***** TASK INPUTS

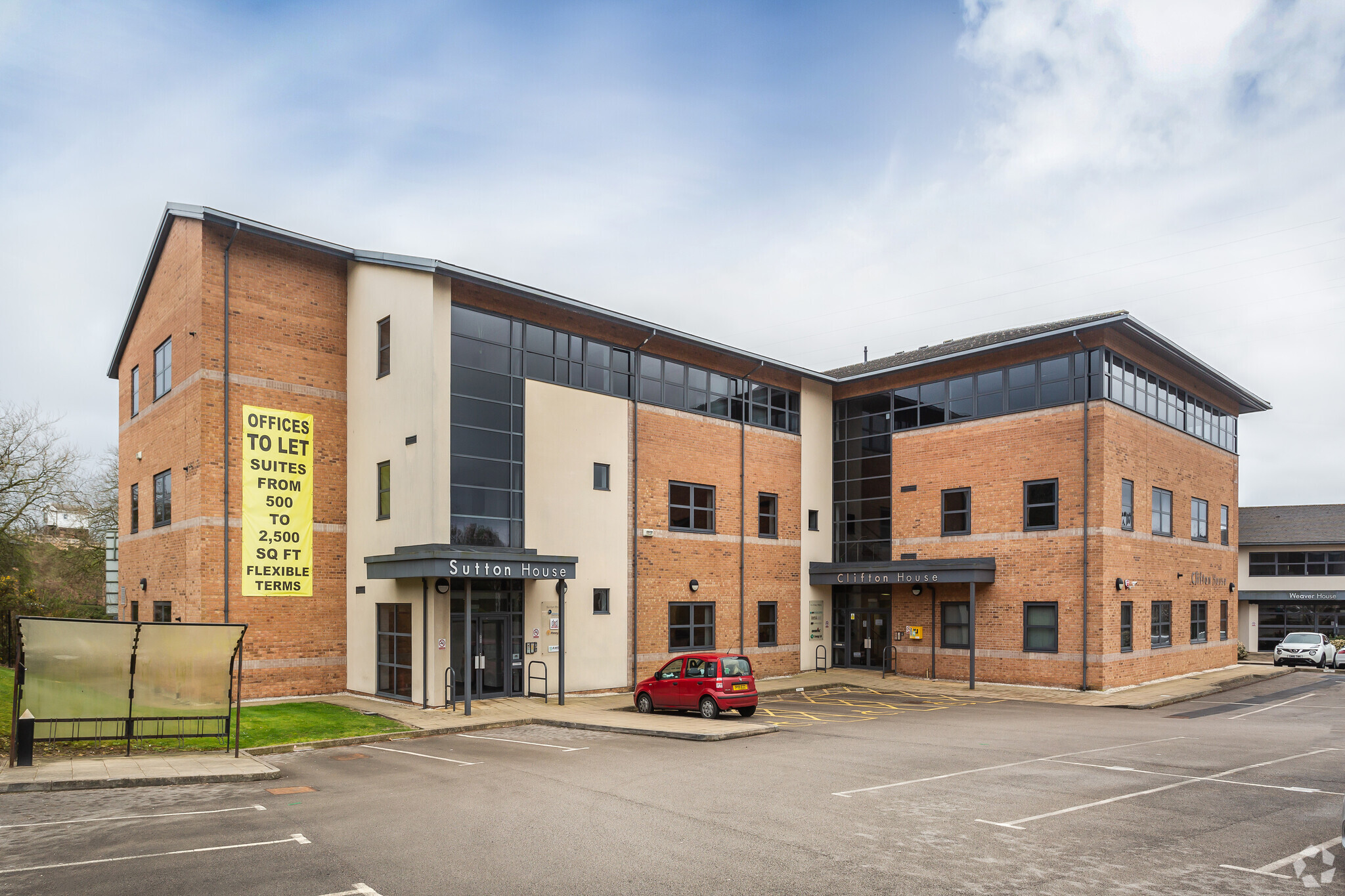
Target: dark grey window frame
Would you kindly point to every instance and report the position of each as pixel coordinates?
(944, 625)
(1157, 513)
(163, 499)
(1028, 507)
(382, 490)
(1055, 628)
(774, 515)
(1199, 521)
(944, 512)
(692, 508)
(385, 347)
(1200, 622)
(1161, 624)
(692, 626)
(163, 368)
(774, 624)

**********
***** TASK INPUTS

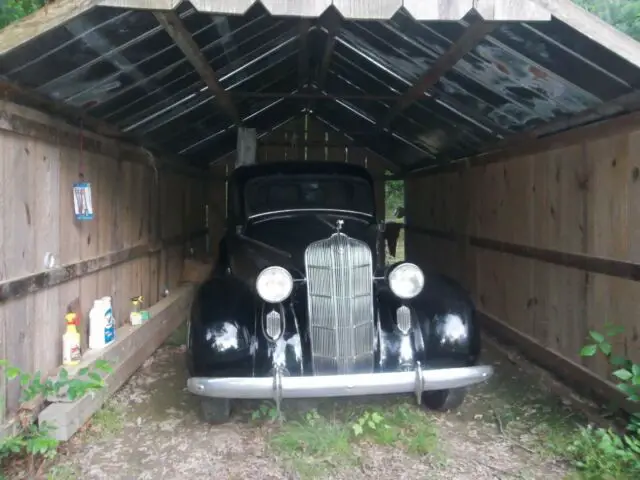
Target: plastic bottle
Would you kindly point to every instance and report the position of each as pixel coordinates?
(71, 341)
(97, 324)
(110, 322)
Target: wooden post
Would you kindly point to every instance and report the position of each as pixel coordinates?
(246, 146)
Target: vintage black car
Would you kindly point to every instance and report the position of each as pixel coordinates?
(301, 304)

**********
***** TASK INPUTS

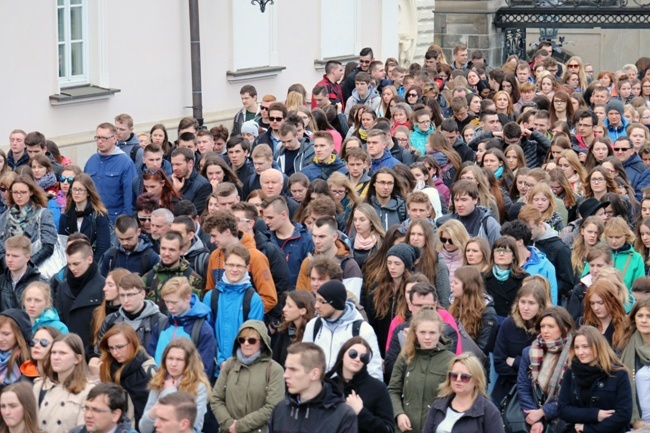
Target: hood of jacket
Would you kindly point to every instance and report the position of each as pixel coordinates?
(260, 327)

**********

Please list every line in the items above that contains the string "Target".

__SOLVED PROBLEM__:
Target: dark grey window frame
Target: plastic bottle
Target: wooden post
Target: vintage black car
Target: hood of jacket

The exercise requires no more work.